WHAT YOU WILL DO: Switch "light pole" to "lamp post" in the stretch from the line containing "- **Query**: gravel road" through the line containing "left=304, top=168, right=324, bottom=180", and write out those lines again with nothing else changed.

--

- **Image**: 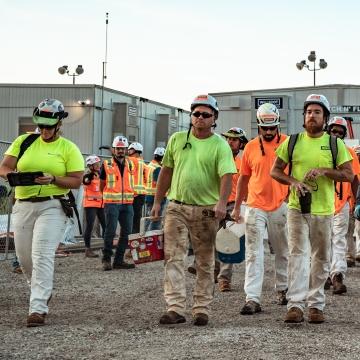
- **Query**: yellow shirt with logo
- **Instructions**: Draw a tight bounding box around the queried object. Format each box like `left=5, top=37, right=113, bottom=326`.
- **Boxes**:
left=276, top=132, right=352, bottom=215
left=5, top=134, right=84, bottom=199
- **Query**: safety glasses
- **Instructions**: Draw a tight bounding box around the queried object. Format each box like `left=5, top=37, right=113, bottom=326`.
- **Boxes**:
left=330, top=129, right=345, bottom=137
left=38, top=124, right=57, bottom=130
left=191, top=111, right=214, bottom=119
left=260, top=126, right=277, bottom=131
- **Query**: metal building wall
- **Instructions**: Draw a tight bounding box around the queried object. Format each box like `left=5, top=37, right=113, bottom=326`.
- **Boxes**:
left=212, top=84, right=360, bottom=137
left=0, top=84, right=189, bottom=160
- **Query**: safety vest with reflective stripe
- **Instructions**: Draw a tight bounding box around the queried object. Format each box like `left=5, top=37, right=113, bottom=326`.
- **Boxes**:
left=103, top=158, right=134, bottom=204
left=228, top=155, right=241, bottom=202
left=146, top=160, right=161, bottom=196
left=129, top=156, right=147, bottom=195
left=83, top=174, right=104, bottom=208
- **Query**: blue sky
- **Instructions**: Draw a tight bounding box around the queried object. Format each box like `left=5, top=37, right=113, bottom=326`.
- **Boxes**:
left=0, top=0, right=360, bottom=109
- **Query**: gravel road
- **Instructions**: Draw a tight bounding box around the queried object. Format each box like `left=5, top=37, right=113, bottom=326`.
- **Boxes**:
left=0, top=248, right=360, bottom=360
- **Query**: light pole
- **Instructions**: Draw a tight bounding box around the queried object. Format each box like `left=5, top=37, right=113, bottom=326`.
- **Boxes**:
left=296, top=51, right=327, bottom=86
left=58, top=65, right=84, bottom=85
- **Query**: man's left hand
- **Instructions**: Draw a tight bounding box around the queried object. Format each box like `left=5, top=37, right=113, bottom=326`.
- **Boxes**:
left=214, top=203, right=226, bottom=220
left=304, top=168, right=324, bottom=180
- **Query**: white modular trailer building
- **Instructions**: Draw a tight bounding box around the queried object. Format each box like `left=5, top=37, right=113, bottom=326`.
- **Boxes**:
left=211, top=84, right=360, bottom=139
left=0, top=84, right=189, bottom=160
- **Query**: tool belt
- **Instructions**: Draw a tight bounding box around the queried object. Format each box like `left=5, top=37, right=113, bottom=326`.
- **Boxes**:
left=19, top=191, right=82, bottom=234
left=19, top=195, right=65, bottom=202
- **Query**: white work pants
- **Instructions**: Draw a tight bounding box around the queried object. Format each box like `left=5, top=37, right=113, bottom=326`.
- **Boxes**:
left=12, top=199, right=67, bottom=314
left=244, top=203, right=289, bottom=304
left=330, top=202, right=350, bottom=278
left=286, top=209, right=333, bottom=310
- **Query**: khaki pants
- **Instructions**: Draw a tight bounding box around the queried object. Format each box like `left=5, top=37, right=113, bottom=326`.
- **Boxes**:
left=287, top=209, right=333, bottom=310
left=164, top=201, right=219, bottom=315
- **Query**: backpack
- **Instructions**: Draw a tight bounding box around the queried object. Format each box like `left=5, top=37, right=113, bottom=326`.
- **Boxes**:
left=288, top=133, right=343, bottom=200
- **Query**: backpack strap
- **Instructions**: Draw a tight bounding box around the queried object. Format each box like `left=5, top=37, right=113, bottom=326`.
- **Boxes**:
left=329, top=135, right=343, bottom=200
left=329, top=135, right=338, bottom=169
left=67, top=190, right=82, bottom=235
left=17, top=134, right=40, bottom=161
left=288, top=133, right=299, bottom=176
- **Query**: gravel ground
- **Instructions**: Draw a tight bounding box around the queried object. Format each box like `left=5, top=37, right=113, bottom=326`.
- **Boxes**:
left=0, top=245, right=360, bottom=360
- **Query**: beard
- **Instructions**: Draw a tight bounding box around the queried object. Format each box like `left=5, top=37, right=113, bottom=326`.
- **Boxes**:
left=263, top=134, right=276, bottom=142
left=304, top=121, right=324, bottom=134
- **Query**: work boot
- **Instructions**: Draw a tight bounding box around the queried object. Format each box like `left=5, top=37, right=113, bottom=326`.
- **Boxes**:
left=193, top=313, right=209, bottom=326
left=219, top=279, right=231, bottom=292
left=26, top=313, right=46, bottom=327
left=284, top=306, right=304, bottom=324
left=277, top=289, right=287, bottom=305
left=188, top=263, right=196, bottom=275
left=332, top=274, right=347, bottom=295
left=102, top=259, right=112, bottom=271
left=324, top=276, right=332, bottom=290
left=308, top=308, right=325, bottom=324
left=85, top=248, right=99, bottom=258
left=268, top=239, right=275, bottom=255
left=159, top=311, right=186, bottom=325
left=13, top=265, right=22, bottom=274
left=214, top=260, right=220, bottom=284
left=113, top=261, right=135, bottom=270
left=240, top=300, right=261, bottom=315
left=346, top=256, right=355, bottom=267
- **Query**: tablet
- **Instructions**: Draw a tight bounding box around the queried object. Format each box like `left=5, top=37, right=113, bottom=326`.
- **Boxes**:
left=7, top=171, right=44, bottom=186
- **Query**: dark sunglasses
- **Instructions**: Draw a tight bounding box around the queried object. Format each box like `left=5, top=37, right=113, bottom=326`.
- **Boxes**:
left=191, top=111, right=214, bottom=119
left=260, top=126, right=277, bottom=131
left=38, top=124, right=57, bottom=130
left=330, top=129, right=345, bottom=136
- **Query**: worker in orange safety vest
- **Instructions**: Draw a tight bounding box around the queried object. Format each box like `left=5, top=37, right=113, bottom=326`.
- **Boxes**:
left=128, top=142, right=146, bottom=234
left=83, top=155, right=105, bottom=258
left=100, top=136, right=137, bottom=271
left=145, top=147, right=166, bottom=230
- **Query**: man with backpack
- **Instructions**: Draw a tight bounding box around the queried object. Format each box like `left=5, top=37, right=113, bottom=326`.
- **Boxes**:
left=325, top=116, right=360, bottom=295
left=271, top=94, right=354, bottom=323
left=232, top=103, right=288, bottom=315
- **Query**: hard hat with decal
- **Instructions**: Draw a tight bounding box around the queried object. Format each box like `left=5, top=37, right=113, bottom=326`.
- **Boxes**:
left=190, top=94, right=219, bottom=119
left=129, top=142, right=144, bottom=152
left=112, top=135, right=129, bottom=148
left=85, top=155, right=101, bottom=166
left=256, top=103, right=280, bottom=127
left=304, top=94, right=330, bottom=116
left=33, top=99, right=68, bottom=126
left=328, top=116, right=347, bottom=132
left=154, top=147, right=165, bottom=156
left=221, top=127, right=248, bottom=143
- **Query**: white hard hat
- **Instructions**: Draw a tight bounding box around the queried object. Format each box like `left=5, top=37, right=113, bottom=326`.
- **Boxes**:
left=129, top=142, right=144, bottom=152
left=190, top=95, right=219, bottom=119
left=112, top=135, right=129, bottom=148
left=256, top=103, right=280, bottom=126
left=154, top=147, right=165, bottom=156
left=85, top=155, right=101, bottom=166
left=304, top=94, right=330, bottom=115
left=328, top=116, right=347, bottom=131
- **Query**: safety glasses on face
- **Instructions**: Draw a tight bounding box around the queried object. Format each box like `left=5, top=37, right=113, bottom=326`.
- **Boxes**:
left=228, top=127, right=246, bottom=136
left=260, top=126, right=277, bottom=131
left=38, top=124, right=57, bottom=130
left=191, top=111, right=214, bottom=119
left=330, top=128, right=345, bottom=137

--

THE RESULT:
- **Query**: gravel road
- **Instructions**: Draw a tight bounding box around the queried object. Format each box like `left=5, top=37, right=113, bottom=326`.
- **Boxes**:
left=0, top=248, right=360, bottom=360
- **Query**: lamp post
- **Instructions**: Draw a tight bounding box around the queried object. Format each box like `left=5, top=37, right=113, bottom=326`.
- **Boxes**:
left=296, top=51, right=327, bottom=86
left=58, top=65, right=84, bottom=85
- **Query**: man's left hand
- **Instructions**: Draw a tight bounding box around the queried object. Format each box like `left=5, top=37, right=113, bottom=326`.
- **Boxes**:
left=214, top=203, right=226, bottom=220
left=304, top=168, right=324, bottom=180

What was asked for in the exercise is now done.